Document extract ▸
>>>>>

Friday, December 02, 2005

My Wife Is More Than An Articulate Raghead or Why the French Are Xenophobic

My wife and I just back from a twelve-day vacation in St. Maarten/St. Martin (I know, I know--try not to cry too hard for me). One fine evening we found ourselves at a bar on Orient Beach on the French side of the island. By the way, St. Martin is the smallest landmass on earth at thirty-seven square miles to have two separate countries. So, we're at a beach bar on the French side and once again I find myself lucky to have married a woman who speaks French on a conversational level.

She was born in Morocco to an Arab mother and an American father and learned French and Arabic before she learned English. As is often the case, her father's genes ended up being a little more showy than her mother's and so she is often mistaken for your basic Euro-mutt. It's hard to see the Arab in my baby unless you really know what to look for. Basically, she's lilly white.

The French bartender marveled at her Parisian-sounding accent and asked her if we were Canadian. She explained that she was Moroccan. He exclaimed that she was very fair for an Arab and extremely well-spoken. I, of course, had no idea what the fuck they were talking about and was just happy to learn that I was not being made fun of.

<<<<<

Information ▸
>>>>>

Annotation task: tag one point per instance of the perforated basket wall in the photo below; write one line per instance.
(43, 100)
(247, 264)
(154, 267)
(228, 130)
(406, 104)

<<<<<

Directions ▸
**1.** List every language that the vacation blog post says the wife learned.
**2.** According to the vacation blog post, what is the area of St. Martin?

Activity answers ▸
**1.** French, Arabic, English

**2.** Thirty-seven square miles.